CHECK YOUR UNDERSTANDING -
a) In the text on Choeradoplana albonigra, rewrite the part between "Choeradoplana albonigra is a species" and "municipality of Teresópolis.", inclusive, changing "Atlantic Forest" to "Mata Atlântica".
b) Answer these questions from the text on Choeradoplana albonigra:
(i) To which subfamily does the species belong?
(ii) How wide is the flatworm?
(iii) What color is its ventral side?
c) Pick up the text on Choeradoplana albonigra after its last sentence and add a few sentences in the same style.

EXCERPTED TEXT -

Choeradoplana albonigra is a species of land planarian belonging to the subfamily Geoplaninae. It is found in areas within the Atlantic Forest in Brazil, such as the Augusto Ruschi Biological Reserve, Desengano State Park, and the municipality of Teresópolis.

==Description==
Choeradoplana albonigra is a flatworm around 50–60 cm in length and 2–3 mm in width. It has a slender body with a very thin anterior tip and a pointed posterior tip. The base and ventral color of the body is traffic-white; the dorsal side is covered by a broad graphite-black band that darkens along its margins. In some, but not all, individuals, a thin jet-black stripe runs down the middle of the band. The extremities of the body, anterior and posterior, fade from traffic-white to a slightly orangish color.

EXTRACTED MATERIAL -
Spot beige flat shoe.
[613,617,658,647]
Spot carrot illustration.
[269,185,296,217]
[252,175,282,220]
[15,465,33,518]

EXPECTED OUTPUTS -
a)
Choeradoplana albonigra is a species of land planarian belonging to the subfamily Geoplaninae. It is found in areas within the Mata Atlântica in Brazil, such as the Augusto Ruschi Biological Reserve, Desengano State Park, and the municipality of Teresópolis.

b)
(i) Geoplaninae
(ii) 2–3 mm
(iii) Traffic-white

c)
It is distinguished from other members of Choeradoplana by its notable black band and white body, the extreme thinning of the anterior tip, no visible dilations separating the head from the body, a concave ventral side of the cephalic region lacking glandular cushions, the proximal third of the prostatic vesicle being outside of the penis bulb, a relatively long copulatory apparatus, lack of a penis papilla, and a funnel-shaped female atrium.

==Etymology==
The specific epithet of albonigra is derived from the Latin roots of albus and nigra, meaning "white" and "black" respectively, likely in reference to the species' characteristic colors.